Write out exactly the lines that run from the one containing "Format: xmin=<int> ymin=<int>" to the end of the entries below, with both end lines included.

◆ ◆ ◆ ◆ ◆ ◆ ◆

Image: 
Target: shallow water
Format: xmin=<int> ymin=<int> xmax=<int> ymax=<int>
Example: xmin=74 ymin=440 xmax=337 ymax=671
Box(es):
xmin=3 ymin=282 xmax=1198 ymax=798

◆ ◆ ◆ ◆ ◆ ◆ ◆

[Exercise solution]
Format: xmin=<int> ymin=<int> xmax=<int> ymax=<int>
Example: xmin=74 ymin=440 xmax=337 ymax=671
Box(es):
xmin=3 ymin=282 xmax=1198 ymax=798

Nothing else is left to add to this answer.